*** Текст отрывка ***
Мы с сестрой продолжали жить у родителей после окончания школы, и нам разрешалось выходить только к близким знакомым, да и то с провожатыми. Мы находили все же разные уловки, чтобы обмануть бдительность родных. Если хотелось пойти куда-нибудь повеселиться, куда нас могли и не пустить, то мы выдумывали, что нас пригласили куда-нибудь, куда нам наверное разрешали ходить. А если надо было ехать в вечерних платьях, то мы поверх них надевали пальто, шли прощаться к родителям в таком виде, а по возвращении домой быстро скидывали свой вечерний туалет и отправлялись пожелать родителям покойной ночи уже в ночных рубашках. Одним словом, мы на деле разыгрывали «тщетную предосторожность». Все это было так занятно, так полно волнений и страхов, что наши выезды приобретали для нас еще больше прелести. Но по существу, это были совершенно невинные проделки.
Я хотела добиться виртуозности итальянской школы, которая пленяла публику, и стала брать уроки у маэстро Энрико Чекетти, продолжая бывать в классах для артисток у Христиана Петровича Иогансона, которого очень любила и ценила. Но его очень обидело мое хождение к итальянскому учителю. Когда я раз пришла с урока Чекетти с опозданием в класс Иогансона, старик подошел ко мне и спокойно при всех сказал: «Если вам не нравится мое преподавание, то я могу с вами не заниматься совсем». Мне стало так стыдно и больно, что я перестала ходить заниматься к Чекетти, а итальянскую технику разучивала одна.
Когда я получила отпуск после окончания сезона 1890/91 года, мой крестный отец Стракач в награду за окончание училища пригласил меня поехать с ним за границу. Он был владельцем большого бельевого магазина в Санкт-Петербурге, известного под фирмой «Артюр». Он меня очень любил и с большим умением устроил это путешествие.
Мы начали с Биаррица, а оттуда проехали в Лурд помолиться перед Чудотворной Мадонной. Я всегда потом, когда бывала поблизости от Лурда, ездила туда. В Лурде мы купили образки и сувениры. Затем мы побывали в Риме, в Милане, где пошли в театр «Ла Скала», объездили много красивых мест в Италии и закончили наше путешествие в Париже, где у крестного были дела. Получив много радостей и удовольствия, я вернулась с крестным в Санкт-Петербург к предстоящему зимнему сезону.
Глава десятая. Счастливые дни
Когда Наследник вернулся из Дании осенью 1891 года, я встречала его только случайно на улице. Только раз удалось мне с ним встретиться на репетиции оперы «Эсклармонда», в которой выступала красавица шведка Сандерсон. На спектакле присутствовал Государь и вся Царская семья. Это было 4 января 1892 года.
Государь и Наследник сидели в первом ряду, а Императрица и Великая Княгиня – в Царской ложе. Я была в одной из лож бельэтажа, в том же ярусе, что и Царская ложа. Во время одного из антрактов я вышла в коридор и, спускаясь вниз, встретилась на лестнице с Наследником, который поднимался наверх, направляясь в Царскую ложу. Задержаться было нельзя, так как кругом была публика. Но мне все же было радостно увидеть его так близко.
*** Исходные записи ***
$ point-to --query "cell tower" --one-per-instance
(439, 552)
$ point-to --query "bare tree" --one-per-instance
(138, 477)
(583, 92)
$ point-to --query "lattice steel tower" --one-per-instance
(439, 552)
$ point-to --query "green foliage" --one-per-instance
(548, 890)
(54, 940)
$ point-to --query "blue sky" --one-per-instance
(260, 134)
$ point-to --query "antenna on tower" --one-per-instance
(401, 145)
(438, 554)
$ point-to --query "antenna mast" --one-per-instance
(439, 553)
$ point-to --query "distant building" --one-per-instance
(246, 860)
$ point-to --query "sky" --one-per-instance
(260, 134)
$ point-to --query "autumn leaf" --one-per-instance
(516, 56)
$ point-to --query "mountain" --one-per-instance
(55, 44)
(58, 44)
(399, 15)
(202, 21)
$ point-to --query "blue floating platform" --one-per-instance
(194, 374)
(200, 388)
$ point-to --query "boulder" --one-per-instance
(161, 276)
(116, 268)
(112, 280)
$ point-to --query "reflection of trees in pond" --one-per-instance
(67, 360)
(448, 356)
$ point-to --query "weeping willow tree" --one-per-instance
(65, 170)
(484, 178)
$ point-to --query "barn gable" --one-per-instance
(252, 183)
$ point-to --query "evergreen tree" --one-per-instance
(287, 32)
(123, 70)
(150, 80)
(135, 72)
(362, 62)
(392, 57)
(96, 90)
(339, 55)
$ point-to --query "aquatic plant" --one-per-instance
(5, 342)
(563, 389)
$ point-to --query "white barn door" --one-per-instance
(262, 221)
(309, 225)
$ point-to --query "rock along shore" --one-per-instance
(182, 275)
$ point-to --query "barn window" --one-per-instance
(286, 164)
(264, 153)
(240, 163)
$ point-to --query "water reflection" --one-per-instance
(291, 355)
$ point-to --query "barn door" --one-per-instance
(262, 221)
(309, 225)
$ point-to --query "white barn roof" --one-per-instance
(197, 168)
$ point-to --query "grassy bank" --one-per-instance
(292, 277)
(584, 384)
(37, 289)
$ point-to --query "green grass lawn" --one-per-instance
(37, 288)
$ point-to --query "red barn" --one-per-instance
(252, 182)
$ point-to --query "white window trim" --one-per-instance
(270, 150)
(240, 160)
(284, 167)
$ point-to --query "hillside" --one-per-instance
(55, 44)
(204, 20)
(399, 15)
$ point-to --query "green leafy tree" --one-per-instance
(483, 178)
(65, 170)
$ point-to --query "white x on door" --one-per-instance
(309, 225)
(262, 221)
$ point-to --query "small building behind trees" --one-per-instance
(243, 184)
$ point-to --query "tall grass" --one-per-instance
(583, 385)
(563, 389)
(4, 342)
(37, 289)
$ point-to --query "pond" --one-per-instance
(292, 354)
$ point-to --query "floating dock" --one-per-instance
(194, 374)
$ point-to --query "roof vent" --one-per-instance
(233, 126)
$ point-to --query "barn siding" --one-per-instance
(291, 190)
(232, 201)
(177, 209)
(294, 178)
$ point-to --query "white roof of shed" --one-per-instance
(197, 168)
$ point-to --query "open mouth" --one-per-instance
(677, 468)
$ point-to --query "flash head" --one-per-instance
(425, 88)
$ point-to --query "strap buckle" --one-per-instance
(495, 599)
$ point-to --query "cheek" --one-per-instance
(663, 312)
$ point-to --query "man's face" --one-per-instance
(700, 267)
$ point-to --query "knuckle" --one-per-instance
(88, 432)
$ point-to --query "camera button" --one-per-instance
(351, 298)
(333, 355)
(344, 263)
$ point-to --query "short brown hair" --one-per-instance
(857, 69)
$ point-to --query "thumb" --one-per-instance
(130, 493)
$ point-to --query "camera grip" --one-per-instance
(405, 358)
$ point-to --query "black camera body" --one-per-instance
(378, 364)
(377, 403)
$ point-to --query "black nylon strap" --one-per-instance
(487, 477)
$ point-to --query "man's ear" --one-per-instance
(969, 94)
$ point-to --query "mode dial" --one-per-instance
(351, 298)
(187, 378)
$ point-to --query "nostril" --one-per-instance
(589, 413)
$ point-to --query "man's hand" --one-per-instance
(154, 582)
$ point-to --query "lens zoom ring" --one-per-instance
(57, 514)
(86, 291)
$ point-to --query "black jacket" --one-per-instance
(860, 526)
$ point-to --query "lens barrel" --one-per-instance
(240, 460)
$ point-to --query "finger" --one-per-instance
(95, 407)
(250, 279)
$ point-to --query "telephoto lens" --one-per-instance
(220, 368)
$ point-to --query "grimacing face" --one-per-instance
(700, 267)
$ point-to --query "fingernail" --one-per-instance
***
Задания:
**1)** Перечислите все города, в которых, согласно отрывку, путешественники побывали за границей во время поездки с крестным Стракачем.
**2)** Подсчитайте строки записей, содержащие слово «camera», с учетом регистра. В ответе укажите только число.

Полные ответы:
**1)** Биарриц, Лурд, Рим, Милан, Париж.

**2)** 3